**Excerpt to read**
Published by Crown on June 11, 2019
Recursion begins with a phenomenon called False Memory Syndrome (FMS). People who are afflicted with FMS develop full memories of having lived a different life. Some falsely remembered lives are better and others are worse than the life the FMS sufferer has actually lived. The afflicted retain their actual memories, overlaid by months, years, or decades of finely detailed false memories. Medical researchers have not identified a cause and do not know whether FMS is contagious, although outbreaks have been concentrated in the Northeast. In many instances, people are linked by shared memories of events that never happened.
Later — and maybe this is a spoiler, although the premise is established fairly early in the novel [continue reading at your peril] — the plot begins to build on theories of time derived from quantum mechanics, which nobody understands, allowing a central character to assert that time is a meaningless function of our limited perceptions. The book posits that time travel can be facilitated by memory travel. Characters therefore come to experience multiple timelines by perceiving one, traveling back to an earlier memory, and creating a new timeline that follows that memory. In fact, the story makes the interesting point that Alzheimer’s is a form of time travel, casting sufferers adrift in time, tricking them into believing they are living in the past except for moments we define as “clarity” because they perceive the present as we do.

Stored data entries:
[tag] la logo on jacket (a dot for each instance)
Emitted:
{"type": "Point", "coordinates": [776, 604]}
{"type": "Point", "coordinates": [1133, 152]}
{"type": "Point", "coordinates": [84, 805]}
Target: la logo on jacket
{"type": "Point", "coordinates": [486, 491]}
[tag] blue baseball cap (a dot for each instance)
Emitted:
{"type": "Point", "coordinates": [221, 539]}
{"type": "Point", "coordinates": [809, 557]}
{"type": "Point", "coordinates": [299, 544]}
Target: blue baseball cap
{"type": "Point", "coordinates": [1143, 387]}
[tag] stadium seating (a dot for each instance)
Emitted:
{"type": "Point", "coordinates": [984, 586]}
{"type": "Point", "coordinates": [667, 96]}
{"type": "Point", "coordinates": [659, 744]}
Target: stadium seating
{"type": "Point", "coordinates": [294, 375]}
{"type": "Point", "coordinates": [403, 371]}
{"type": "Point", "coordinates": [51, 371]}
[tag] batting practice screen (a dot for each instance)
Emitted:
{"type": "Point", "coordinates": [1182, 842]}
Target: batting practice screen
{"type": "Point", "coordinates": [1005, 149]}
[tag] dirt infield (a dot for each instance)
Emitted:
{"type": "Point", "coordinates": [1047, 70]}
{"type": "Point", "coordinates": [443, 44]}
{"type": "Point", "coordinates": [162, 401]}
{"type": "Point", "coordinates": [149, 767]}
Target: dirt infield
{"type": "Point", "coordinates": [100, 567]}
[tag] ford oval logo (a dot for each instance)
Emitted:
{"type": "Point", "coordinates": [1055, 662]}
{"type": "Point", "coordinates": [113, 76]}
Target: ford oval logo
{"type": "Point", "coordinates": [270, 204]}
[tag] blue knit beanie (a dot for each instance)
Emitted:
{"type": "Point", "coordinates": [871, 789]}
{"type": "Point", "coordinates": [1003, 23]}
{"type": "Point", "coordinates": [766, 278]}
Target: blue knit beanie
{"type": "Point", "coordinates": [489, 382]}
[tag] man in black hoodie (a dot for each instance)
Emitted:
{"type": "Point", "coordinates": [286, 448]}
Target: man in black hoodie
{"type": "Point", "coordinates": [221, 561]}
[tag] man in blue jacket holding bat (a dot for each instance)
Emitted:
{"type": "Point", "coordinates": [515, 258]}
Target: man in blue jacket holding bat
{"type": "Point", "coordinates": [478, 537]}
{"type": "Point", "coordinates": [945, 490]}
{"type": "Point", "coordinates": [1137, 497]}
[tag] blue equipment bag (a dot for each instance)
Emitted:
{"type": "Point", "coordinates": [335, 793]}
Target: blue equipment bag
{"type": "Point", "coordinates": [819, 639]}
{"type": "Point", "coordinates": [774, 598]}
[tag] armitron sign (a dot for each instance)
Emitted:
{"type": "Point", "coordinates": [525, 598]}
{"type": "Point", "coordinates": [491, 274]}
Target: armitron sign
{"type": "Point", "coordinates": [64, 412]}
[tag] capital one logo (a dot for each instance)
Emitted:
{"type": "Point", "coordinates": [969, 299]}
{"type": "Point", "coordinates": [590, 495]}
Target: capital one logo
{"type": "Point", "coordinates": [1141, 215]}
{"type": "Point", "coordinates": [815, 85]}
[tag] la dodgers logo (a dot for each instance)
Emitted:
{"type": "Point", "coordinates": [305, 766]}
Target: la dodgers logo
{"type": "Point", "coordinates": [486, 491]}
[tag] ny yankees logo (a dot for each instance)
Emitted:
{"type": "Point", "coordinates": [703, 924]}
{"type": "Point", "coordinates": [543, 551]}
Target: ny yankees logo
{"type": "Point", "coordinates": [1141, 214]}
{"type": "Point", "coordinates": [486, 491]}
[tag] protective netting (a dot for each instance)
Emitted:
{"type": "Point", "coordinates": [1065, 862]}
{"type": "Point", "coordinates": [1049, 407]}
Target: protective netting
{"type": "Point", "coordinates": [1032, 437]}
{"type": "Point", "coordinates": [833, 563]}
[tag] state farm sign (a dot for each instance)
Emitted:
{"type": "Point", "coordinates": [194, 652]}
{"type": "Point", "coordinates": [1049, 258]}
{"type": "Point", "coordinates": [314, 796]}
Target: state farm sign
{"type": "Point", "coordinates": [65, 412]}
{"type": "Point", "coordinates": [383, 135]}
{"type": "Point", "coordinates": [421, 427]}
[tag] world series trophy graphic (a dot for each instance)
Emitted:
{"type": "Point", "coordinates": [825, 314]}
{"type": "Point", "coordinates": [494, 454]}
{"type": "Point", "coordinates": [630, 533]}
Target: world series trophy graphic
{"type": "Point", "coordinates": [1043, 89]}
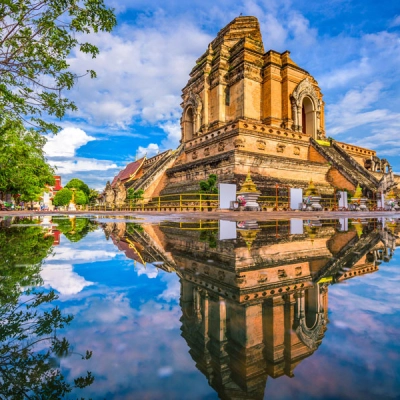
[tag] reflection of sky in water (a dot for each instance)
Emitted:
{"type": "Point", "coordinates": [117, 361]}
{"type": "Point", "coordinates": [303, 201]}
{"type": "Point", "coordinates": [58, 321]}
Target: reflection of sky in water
{"type": "Point", "coordinates": [359, 358]}
{"type": "Point", "coordinates": [130, 317]}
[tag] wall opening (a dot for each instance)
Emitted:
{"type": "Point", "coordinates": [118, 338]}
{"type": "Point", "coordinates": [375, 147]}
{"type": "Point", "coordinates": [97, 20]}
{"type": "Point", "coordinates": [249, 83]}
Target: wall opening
{"type": "Point", "coordinates": [308, 117]}
{"type": "Point", "coordinates": [188, 124]}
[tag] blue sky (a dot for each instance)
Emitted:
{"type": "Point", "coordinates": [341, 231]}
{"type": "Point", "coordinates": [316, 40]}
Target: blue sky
{"type": "Point", "coordinates": [352, 48]}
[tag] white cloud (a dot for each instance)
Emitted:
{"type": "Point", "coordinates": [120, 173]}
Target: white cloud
{"type": "Point", "coordinates": [63, 279]}
{"type": "Point", "coordinates": [140, 71]}
{"type": "Point", "coordinates": [354, 110]}
{"type": "Point", "coordinates": [82, 165]}
{"type": "Point", "coordinates": [342, 76]}
{"type": "Point", "coordinates": [396, 21]}
{"type": "Point", "coordinates": [66, 142]}
{"type": "Point", "coordinates": [173, 131]}
{"type": "Point", "coordinates": [151, 150]}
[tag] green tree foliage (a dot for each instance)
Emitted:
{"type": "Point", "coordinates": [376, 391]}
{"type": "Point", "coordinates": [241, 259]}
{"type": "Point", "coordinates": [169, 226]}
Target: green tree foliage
{"type": "Point", "coordinates": [93, 195]}
{"type": "Point", "coordinates": [23, 167]}
{"type": "Point", "coordinates": [81, 198]}
{"type": "Point", "coordinates": [78, 185]}
{"type": "Point", "coordinates": [134, 196]}
{"type": "Point", "coordinates": [62, 197]}
{"type": "Point", "coordinates": [36, 38]}
{"type": "Point", "coordinates": [210, 185]}
{"type": "Point", "coordinates": [28, 332]}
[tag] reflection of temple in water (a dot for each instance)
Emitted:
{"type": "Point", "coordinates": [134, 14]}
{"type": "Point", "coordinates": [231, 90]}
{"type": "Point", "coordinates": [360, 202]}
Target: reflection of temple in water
{"type": "Point", "coordinates": [256, 306]}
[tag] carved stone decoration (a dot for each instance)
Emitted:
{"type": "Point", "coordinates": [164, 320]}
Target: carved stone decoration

**Task statement**
Write out, word for word, the stretch of the passage about Recursion from "Later — and" through "present as we do.". None of the items is needed.

**Task response**
Later — and maybe this is a spoiler, although the premise is established fairly early in the novel [continue reading at your peril] — the plot begins to build on theories of time derived from quantum mechanics, which nobody understands, allowing a central character to assert that time is a meaningless function of our limited perceptions. The book posits that time travel can be facilitated by memory travel. Characters therefore come to experience multiple timelines by perceiving one, traveling back to an earlier memory, and creating a new timeline that follows that memory. In fact, the story makes the interesting point that Alzheimer’s is a form of time travel, casting sufferers adrift in time, tricking them into believing they are living in the past except for moments we define as “clarity” because they perceive the present as we do.